▶ **Written task 1**:
In the Java and network programming passage, which language is named as the better choice for developing client programs?
▶ **Written task 2**:
Write out the Java and network programming passage word for word from "One crucial topic" to "Prentice Hall, 1998.".
▶ **Written task 3**:
Extend the Java and network programming passage, picking up after its final line.

▶ **Source document**:
= = = = =

Java and Network Programming
  
After you have covered the above topics, you should have a reasonable web 
site that may be able to provide Internet Services to others. (Of course, I 
assume that you have also learnt some related minor topics such as HTML, 
Javascript and XML.) However, you cannot do much with it if you do not 
enrich your programming skills. At this point, I recommend that you spend 
more efforts to write better programs so that you can be proficient in both 
C/C++ and Java. Most likely, you need to use C/C++ to develop server 
programs and Java to develop client applications for your users. Though you 
may use Java to develop server side programs, in many cases, C/C++ is a 
better choice; C/C++ is more sophisticated and the programs thus developed 
run significantly faster. On the other hand, Java is a better choice for 
developing client programs. Java programs are platform independent and 
can be embedded in a browser as applets. 
     One crucial topic here is socket programming, which allows you to write 
a server program to communicate with clients at remote sites. For example, 
you can write a chat server in C/C++ and a chat client in Java as an applet. 
Your remote user uses a browser to start the chat client applet and send 
information to the chat server, which then broadcast the data to all other chat 
clients. At the same time you need to learn more about networking and be 
proficient in configuring your name server. The following are some good 
references on this topic: 
1. Paul Albitz and Cricket Liu, DNS and BIND, Fourth Edition, 
O'Reilly, April 2001. 
2. W. Richard Stevens, Unix Network Programming, Volume 1, 
Second Edition, Prentice Hall, 1998. 
3. Neil Matthew and Rick Stones, Beginning Linux Programming, 
Wrox Press Ltd., 1996.

= = = = =

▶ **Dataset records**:
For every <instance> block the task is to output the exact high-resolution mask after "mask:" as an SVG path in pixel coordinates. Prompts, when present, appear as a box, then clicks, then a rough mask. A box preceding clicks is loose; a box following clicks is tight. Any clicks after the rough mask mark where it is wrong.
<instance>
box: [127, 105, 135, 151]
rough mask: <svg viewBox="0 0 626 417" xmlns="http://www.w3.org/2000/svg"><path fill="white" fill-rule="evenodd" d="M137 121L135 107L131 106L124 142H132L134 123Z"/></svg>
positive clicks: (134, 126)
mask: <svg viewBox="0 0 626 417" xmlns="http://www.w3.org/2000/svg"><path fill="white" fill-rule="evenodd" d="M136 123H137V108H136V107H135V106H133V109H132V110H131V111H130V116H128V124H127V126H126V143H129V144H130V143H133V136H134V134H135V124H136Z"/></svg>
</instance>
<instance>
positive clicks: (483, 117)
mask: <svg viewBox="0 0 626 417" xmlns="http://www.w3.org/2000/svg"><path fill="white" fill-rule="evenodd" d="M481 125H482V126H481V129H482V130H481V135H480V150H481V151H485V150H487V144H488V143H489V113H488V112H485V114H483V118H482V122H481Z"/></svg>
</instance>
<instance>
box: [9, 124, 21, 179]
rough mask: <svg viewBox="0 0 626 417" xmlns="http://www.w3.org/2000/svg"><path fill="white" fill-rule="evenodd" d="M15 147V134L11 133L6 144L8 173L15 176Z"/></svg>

= = = = =

▶ **Answer space 1**:
Java

▶ **Answer space 2**:
One crucial topic here is socket programming, which allows you to write 
a server program to communicate with clients at remote sites. For example, 
you can write a chat server in C/C++ and a chat client in Java as an applet. 
Your remote user uses a browser to start the chat client applet and send 
information to the chat server, which then broadcast the data to all other chat 
clients. At the same time you need to learn more about networking and be 
proficient in configuring your name server. The following are some good 
references on this topic: 
1. Paul Albitz and Cricket Liu, DNS and BIND, Fourth Edition, 
O'Reilly, April 2001. 
2. W. Richard Stevens, Unix Network Programming, Volume 1, 
Second Edition, Prentice Hall, 1998.

▶ **Answer space 3**:
4. Warren W. Gay, Linux Socket Programming by Example, Que, 
2000. 
     There are many good books on Java in the market. The following are a 
few that are appropriate for beginners. 
1. Cay S. Horstmann and G. Cornell, Core Java, Volume 1 & 2, Sun 
Microsystems Press, 1999. 
2. David M. Geary, Graphic Java, Mastering the JFC, Volume 1 & 
2,Third Edition, Sun Microsystems Press, 1999. 
3. Jacquie Barker, Beginning Java Objects, Wrox Press Ltd., 2000. 
     The official site of Java, http://java.sun.com contains the latest and other 
relevant information about Java. The site 
http://jakarta.apache.org
provides information about server-side solutions for Java platform.
     This process may consume you three to twelve months.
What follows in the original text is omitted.